Records from a data collection:
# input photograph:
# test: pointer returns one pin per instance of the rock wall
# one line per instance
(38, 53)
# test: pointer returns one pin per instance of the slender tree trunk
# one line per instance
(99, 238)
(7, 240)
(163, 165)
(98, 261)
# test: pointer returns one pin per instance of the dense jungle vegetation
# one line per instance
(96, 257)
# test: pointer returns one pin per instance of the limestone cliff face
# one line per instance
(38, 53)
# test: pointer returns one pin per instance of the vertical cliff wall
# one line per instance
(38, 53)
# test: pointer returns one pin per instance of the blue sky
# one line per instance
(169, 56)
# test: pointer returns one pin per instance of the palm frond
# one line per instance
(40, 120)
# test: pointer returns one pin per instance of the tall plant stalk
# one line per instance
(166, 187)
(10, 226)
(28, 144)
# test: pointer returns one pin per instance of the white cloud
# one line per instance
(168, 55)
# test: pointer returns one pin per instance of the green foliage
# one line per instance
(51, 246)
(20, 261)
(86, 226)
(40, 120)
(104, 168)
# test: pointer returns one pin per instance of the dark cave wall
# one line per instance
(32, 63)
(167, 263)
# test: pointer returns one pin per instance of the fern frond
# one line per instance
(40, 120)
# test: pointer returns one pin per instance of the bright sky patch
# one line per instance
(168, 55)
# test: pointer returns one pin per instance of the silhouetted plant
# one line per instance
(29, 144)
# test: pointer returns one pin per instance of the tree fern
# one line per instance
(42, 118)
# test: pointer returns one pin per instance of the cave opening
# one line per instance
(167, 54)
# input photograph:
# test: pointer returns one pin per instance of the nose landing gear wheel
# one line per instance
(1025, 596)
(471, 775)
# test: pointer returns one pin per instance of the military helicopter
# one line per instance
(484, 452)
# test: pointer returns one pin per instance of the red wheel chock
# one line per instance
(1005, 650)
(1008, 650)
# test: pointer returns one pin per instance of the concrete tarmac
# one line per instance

• The problem
Reproduce the preceding entries exactly and completely.

• Written reply
# input photograph:
# test: pointer returns one pin per instance of the rock wall
# one line per instance
(38, 53)
# test: pointer returns one pin per instance of the slender tree trunk
# one line per instance
(99, 238)
(7, 240)
(163, 165)
(98, 261)
# test: pointer returns one pin per instance of the dense jungle vegetation
# one line per instance
(96, 257)
# test: pointer returns one pin per instance of the limestone cliff face
# one line per instance
(38, 53)
# test: pointer returns one pin per instance of the vertical cliff wall
# one line per instance
(38, 53)
# test: pointer returns one pin per instance of the blue sky
# one line per instance
(169, 56)
# test: pointer returns one pin per instance of the palm frond
# one line per instance
(40, 120)
# test: pointer returns one pin per instance of the tall plant stalk
# one line per instance
(166, 187)
(10, 226)
(28, 144)
# test: pointer returns one pin per instance of the white cloud
# one line per instance
(168, 55)
# test: pointer returns one pin per instance of the green foliage
# one line per instance
(51, 246)
(20, 261)
(86, 226)
(40, 120)
(104, 168)
# test: pointer returns one pin per instance of the dark cave wall
# one line per instance
(32, 63)
(167, 263)
# test: pointer returns one pin per instance of the fern frond
# one line per instance
(40, 120)
# test: pointer returns one pin per instance of the bright sky patch
# one line per instance
(168, 55)
# test: pointer returns one pin per instance of the silhouetted plant
# one line per instance
(29, 144)
# test: pointer returns one pin per instance of the tree fern
# one line per instance
(42, 118)
# test: pointer returns one pin per instance of the cave opening
# one line per instance
(167, 54)
# input photograph:
# test: pointer returns one pin per instance of the nose landing gear wheel
# one line per instance
(1025, 596)
(471, 775)
# test: pointer returns one pin per instance of the military helicopter
# one line per instance
(484, 452)
# test: pointer returns one pin per instance of the red wheel chock
# one line per instance
(1005, 650)
(1008, 650)
# test: pointer returns one pin per instance of the concrete tarmac
# one line per instance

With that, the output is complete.